■ 作業内容 1
ラスベガスGPの予選に関する記事を読み、次の問いに答えてください。
(a) 初日の2セッションでともにトップとなったドライバーは誰ですか。
(b) Q3でハミルトンは何番手に終わりましたか。
(c) ラッセルが獲得したポールポジションは今季何度目ですか。
■ 作業内容 2
ラスベガスGPの予選に関する記事の一部を書き写してください。「だがメルセデスのパフォーマン」という語句を含むところから始め、「下げていかなければならない」」で終えてください。
■ 作業内容 3
ラスベガスGPの予選に関する記事の続きを、最後の文の後から書いてください。

### 本文

メルセデスのジョージ・ラッセルは、F1ラスベガスGPの予選でポールポジションを獲得。自信はあったものの、ポールポジションは予想していなかったとこの結果を喜んだ。
メルセデスはラスベガスGPの初日から高いパフォーマンスを発揮。ルイス・ハミルトンが2セッションともトップとなり、ラッセルもトップ3を維持するなど期待が持てる滑り出しだった。
しかしチームとしてはそんな好調の原因を掴めていない状態。今季は時間が経つごとに相対的なパフォーマンスが落ちていくことも多く、金曜日の走行を終えた段階で両ドライバー、チームともに慎重な姿勢を崩していなかった。
そして迎えたFP3ではラッセルがトップとなったものの、赤旗の影響で全車のアタックタイムが出揃わず、メルセデスの好調が保たれているのかはいささか不透明なまま予選がスタートした。
だがメルセデスのパフォーマンスは失われていなかった。Q1ではラッセルが、Q2ではハミルトンがトップ通過となり、2台共に危なげなくQ3に進出したのだ。
Q3では、ハミルトンがアタックをまとめられずに10番手に終わったのは残念だったが、ラッセルはQ3最初のアタックでトップ。さらに2度目のアタックに向けては、路面コンディションが改善するのを最大限に活用すべく、最後にコースイン。うまくタイヤを温めてアタックをまとめ、見事今季3度目のポールポジションを獲得した。
パルクフェルメで、これほどのペースを持っていると予想していたかと聞かれたラッセルはそれを否定。ポールポジションは信じられないと喜びを語った。
「正直なところ、そんなことないんだ。ポールポジションに戻れるなんて信じられない気分だよ」
「ウイークを通じてとても速かった。Q3の最後のラップに入るとき、これが重要なラップになるとわかっていたんだ。それ以前のことは関係ないんだ」
「最初の走行のあと、フロントウイングをちょっと変更したんだ。その時、アタックができないかもと思った瞬間があったけど、本当に嬉しかった。この週末、なぜここまで速かったのかを理解するために、もっと深く掘り下げていかなければならない」

######
### データ一覧

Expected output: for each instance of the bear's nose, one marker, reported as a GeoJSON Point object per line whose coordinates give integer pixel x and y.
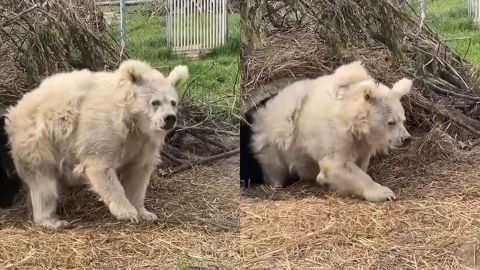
{"type": "Point", "coordinates": [406, 140]}
{"type": "Point", "coordinates": [170, 121]}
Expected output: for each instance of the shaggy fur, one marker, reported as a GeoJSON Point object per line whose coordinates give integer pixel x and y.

######

■ 結果 1
(a) ルイス・ハミルトン
(b) 10番手
(c) 3度目

■ 結果 2
だがメルセデスのパフォーマンスは失われていなかった。Q1ではラッセルが、Q2ではハミルトンがトップ通過となり、2台共に危なげなくQ3に進出したのだ。
Q3では、ハミルトンがアタックをまとめられずに10番手に終わったのは残念だったが、ラッセルはQ3最初のアタックでトップ。さらに2度目のアタックに向けては、路面コンディションが改善するのを最大限に活用すべく、最後にコースイン。うまくタイヤを温めてアタックをまとめ、見事今季3度目のポールポジションを獲得した。
パルクフェルメで、これほどのペースを持っていると予想していたかと聞かれたラッセルはそれを否定。ポールポジションは信じられないと喜びを語った。
「正直なところ、そんなことないんだ。ポールポジションに戻れるなんて信じられない気分だよ」
「ウイークを通じてとても速かった。Q3の最後のラップに入るとき、これが重要なラップになるとわかっていたんだ。それ以前のことは関係ないんだ」
「最初の走行のあと、フロントウイングをちょっと変更したんだ。その時、アタックができないかもと思った瞬間があったけど、本当に嬉しかった。この週末、なぜここまで速かったのかを理解するために、もっと深く掘り下げていかなければならない」

■ 結果 3
未だに速さを発揮できている原因は把握しきれていないと示唆したラッセル。コースインを遅らせるという、他車のクラッシュで大失敗になりかねない戦略を採ったことについては、次のように説明した。
「ときにはテーブルの上にカードを伏せなければ行けないときもあるけど、自信があったんだ。クリーンなラップができれば、フロントロウは確保できるってね。だからポールポジションを獲得できたことは素晴らしいよ」
「ここ最近は何度か良い予選ができているけど、それを勝利に繋げる必要がある。ラスベガスはいつも最高だよ。良い雰囲気だし、今からレースが楽しみだ」
メルセデスのトト・ウルフ代表は、ハミルトンの速さが予選結果に反映されなかったことを悔やみつつ、寒さが好結果の一因だったと主張した。
「今日のマシンは本当に速かった。2台がフロントロウに並ぶはずだったし、そうなれば明日に向けてアドバンテージを得ることができただろうから、ちょっとほろ苦い気分だ」
そうウルフ代表はSky Germanyに語った。
「(寒いコンディションが役立ったのかと聞かれ)それか、我々のクルマが突然速くなったかだね! いや、間違いなく寒さのせいだ。我々は、グリップが少なくてもタイヤの温度を上げることができる数少ないチームのひとつなんだ。スパでも、シルバーストンでもそれが役に立った。でも、どこでも通用するクルマが欲しいんだ」
決勝に向けてウルフ代表は、フェラーリやマクラーレン、レッドブルのマックス・フェルスタッペンが近い位置にいると考えており、うまくタイヤを使えるかどうかが鍵になると示唆した。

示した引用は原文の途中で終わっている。